▶ _Objective_
Reproduce every line from the one containing "out the person" through the end of the entries, requests included, and shift each point coordinate in the answers up by 97. Leave the sample coordinates inside the requests unchanged.

## Begin Records

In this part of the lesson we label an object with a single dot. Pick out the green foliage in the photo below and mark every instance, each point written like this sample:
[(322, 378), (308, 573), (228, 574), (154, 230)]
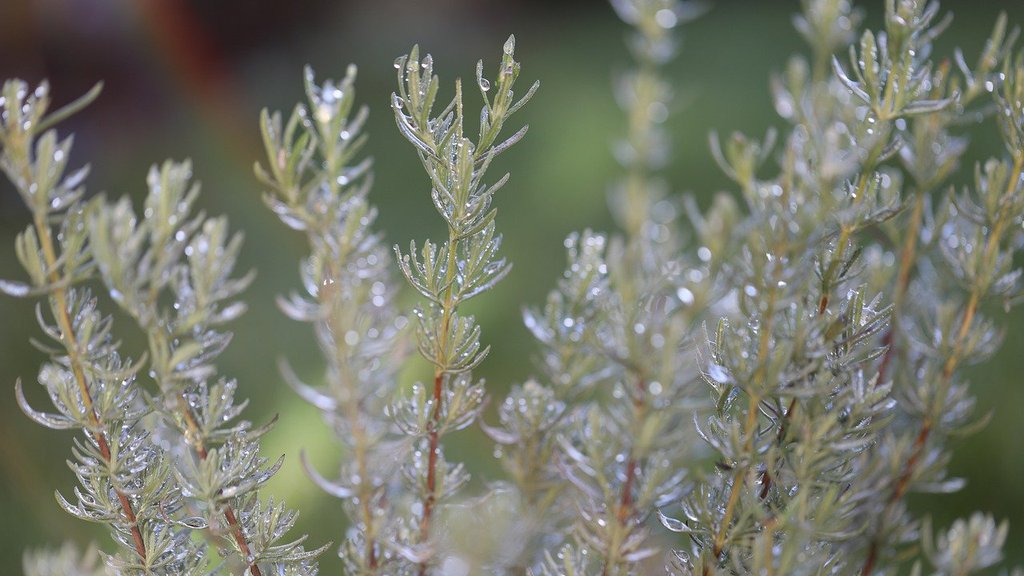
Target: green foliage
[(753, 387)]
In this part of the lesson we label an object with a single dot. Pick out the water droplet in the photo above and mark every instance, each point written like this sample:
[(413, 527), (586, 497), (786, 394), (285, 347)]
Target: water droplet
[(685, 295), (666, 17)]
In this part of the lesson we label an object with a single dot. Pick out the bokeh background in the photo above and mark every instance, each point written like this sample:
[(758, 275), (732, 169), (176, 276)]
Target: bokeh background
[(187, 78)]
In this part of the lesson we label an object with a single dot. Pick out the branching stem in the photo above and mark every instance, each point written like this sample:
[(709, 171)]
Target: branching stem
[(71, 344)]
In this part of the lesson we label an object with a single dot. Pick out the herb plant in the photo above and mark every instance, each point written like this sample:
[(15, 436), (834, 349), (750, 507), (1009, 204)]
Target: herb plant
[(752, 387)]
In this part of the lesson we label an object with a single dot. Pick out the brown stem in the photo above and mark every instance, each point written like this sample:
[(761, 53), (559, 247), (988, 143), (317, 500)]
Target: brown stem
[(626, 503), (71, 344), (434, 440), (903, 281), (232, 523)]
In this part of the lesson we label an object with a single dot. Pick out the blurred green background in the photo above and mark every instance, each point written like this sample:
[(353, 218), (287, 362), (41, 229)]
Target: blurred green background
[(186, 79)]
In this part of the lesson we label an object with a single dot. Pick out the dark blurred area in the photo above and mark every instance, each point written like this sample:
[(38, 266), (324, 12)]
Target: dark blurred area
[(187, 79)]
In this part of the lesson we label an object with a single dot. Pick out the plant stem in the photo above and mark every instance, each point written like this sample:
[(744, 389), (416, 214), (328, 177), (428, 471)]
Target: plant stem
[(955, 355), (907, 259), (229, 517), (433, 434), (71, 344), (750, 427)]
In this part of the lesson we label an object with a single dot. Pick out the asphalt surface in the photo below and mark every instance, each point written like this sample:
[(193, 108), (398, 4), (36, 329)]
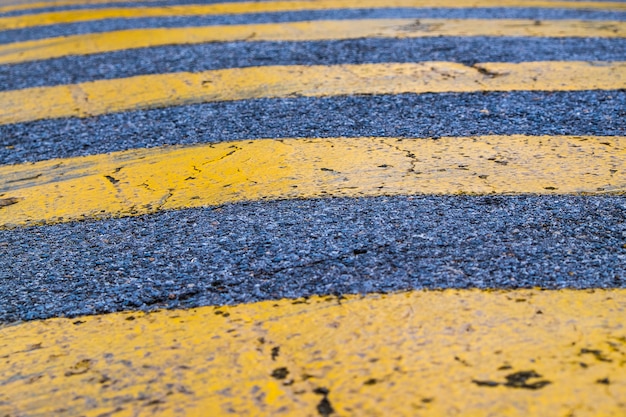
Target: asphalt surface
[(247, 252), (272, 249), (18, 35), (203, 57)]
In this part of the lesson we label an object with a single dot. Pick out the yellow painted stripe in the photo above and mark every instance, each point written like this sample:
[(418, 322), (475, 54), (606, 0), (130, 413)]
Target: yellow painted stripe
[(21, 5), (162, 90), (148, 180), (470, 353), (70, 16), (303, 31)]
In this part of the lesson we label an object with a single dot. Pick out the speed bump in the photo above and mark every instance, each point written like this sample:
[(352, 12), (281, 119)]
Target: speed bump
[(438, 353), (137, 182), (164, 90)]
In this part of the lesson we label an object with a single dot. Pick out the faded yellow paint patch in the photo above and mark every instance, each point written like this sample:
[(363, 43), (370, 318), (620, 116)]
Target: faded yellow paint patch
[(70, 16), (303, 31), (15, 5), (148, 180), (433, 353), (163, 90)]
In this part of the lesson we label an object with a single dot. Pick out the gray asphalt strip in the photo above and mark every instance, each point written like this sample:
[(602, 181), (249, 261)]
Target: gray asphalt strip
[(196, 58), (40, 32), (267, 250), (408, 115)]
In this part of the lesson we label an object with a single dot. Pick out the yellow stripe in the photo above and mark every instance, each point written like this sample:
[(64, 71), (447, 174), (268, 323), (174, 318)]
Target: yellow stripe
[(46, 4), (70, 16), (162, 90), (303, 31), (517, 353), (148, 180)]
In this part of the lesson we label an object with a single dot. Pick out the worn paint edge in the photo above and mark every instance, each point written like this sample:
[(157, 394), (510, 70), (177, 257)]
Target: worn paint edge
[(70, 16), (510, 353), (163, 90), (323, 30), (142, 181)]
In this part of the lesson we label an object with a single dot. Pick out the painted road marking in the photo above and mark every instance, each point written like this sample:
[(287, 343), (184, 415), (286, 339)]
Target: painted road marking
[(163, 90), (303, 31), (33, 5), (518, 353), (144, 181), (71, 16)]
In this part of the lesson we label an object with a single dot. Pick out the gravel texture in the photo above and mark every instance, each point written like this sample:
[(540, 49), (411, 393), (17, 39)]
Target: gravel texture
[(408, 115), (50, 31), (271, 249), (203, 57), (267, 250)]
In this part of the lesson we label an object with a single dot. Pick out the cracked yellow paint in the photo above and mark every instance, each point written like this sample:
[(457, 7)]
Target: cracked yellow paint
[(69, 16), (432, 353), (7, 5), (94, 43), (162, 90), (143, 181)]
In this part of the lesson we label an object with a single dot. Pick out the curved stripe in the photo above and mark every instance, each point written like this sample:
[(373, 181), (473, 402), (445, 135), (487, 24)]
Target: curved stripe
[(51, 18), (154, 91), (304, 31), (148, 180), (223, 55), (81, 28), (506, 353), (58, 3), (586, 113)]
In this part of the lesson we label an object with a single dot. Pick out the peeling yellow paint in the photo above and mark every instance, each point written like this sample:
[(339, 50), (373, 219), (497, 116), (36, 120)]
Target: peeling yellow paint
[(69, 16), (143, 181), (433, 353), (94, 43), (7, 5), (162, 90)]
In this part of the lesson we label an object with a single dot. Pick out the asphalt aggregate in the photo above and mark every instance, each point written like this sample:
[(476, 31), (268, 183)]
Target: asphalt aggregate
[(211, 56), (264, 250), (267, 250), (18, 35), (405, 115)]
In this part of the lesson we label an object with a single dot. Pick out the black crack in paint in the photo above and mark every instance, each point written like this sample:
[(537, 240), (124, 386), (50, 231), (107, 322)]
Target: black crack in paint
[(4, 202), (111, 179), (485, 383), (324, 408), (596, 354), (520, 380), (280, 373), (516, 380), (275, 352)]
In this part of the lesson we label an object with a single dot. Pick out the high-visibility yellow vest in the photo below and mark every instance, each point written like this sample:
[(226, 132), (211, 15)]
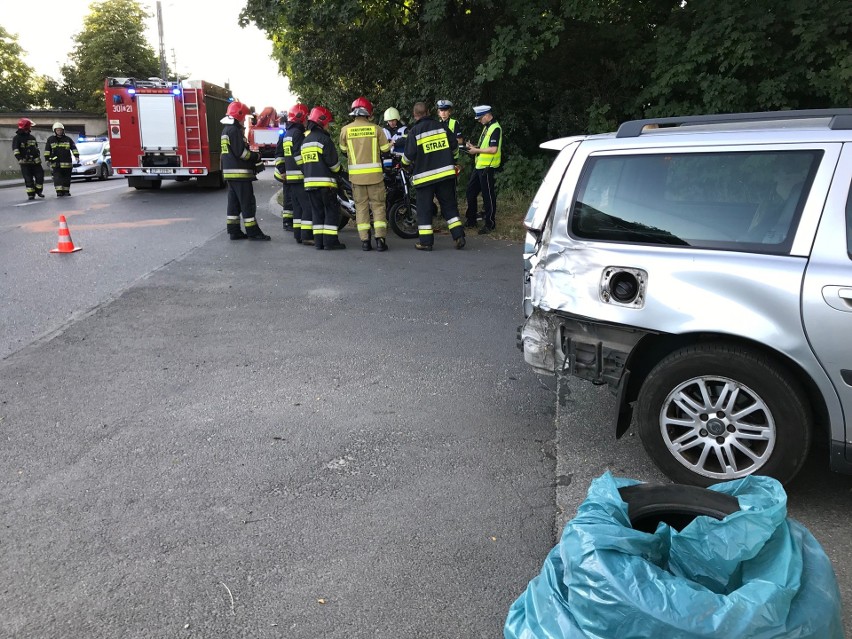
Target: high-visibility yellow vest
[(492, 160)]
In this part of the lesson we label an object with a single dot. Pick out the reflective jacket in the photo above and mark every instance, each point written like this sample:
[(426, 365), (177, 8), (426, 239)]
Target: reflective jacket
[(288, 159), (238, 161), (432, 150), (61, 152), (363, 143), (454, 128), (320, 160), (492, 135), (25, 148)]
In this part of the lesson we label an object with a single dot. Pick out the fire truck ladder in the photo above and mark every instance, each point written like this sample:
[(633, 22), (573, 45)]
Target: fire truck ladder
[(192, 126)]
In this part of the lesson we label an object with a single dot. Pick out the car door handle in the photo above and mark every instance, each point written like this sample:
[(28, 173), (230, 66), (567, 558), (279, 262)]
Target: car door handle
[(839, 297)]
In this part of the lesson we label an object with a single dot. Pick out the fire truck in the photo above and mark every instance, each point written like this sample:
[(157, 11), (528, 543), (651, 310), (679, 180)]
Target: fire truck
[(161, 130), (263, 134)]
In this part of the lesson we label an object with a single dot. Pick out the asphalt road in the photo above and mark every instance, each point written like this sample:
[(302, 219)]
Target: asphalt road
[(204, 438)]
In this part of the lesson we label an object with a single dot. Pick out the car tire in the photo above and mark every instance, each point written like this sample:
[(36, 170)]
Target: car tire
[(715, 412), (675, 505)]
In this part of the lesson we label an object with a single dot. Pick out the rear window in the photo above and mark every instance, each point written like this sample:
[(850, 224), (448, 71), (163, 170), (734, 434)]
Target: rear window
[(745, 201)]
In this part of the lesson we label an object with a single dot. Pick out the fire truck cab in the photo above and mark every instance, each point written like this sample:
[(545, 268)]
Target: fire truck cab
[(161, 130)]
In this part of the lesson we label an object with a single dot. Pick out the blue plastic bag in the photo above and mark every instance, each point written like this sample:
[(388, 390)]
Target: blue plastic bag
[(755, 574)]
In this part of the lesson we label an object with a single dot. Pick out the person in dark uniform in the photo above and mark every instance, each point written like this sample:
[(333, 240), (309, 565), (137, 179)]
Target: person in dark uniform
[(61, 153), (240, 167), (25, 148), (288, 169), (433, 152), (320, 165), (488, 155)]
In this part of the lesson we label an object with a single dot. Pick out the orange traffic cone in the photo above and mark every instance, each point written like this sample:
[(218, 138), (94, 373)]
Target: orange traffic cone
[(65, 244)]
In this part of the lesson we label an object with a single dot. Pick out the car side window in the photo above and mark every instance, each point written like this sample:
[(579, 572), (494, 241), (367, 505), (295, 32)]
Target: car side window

## End Records

▶ _Exercise solution_
In this part of the lesson we label an object with a single dot. Pick out the person in dark uniform in the photo above and mark every instance, each point written like this sample:
[(333, 240), (309, 565), (137, 179)]
Target: person in dark uniform
[(158, 250), (337, 264), (122, 245), (385, 266), (530, 249), (417, 262), (585, 252)]
In this part of the lesson we label an object with a single dot. Pick out the orange traffic cone in the photo above and mark every instance, each point written like this sample:
[(218, 138), (94, 373)]
Target: orange traffic cone
[(162, 341)]
In this part of the lesson we label an object with a single dot. Pick out the car side window in the photo above and mark every instance, each point written like this sample:
[(579, 572), (494, 241), (367, 505), (295, 32)]
Target: car side window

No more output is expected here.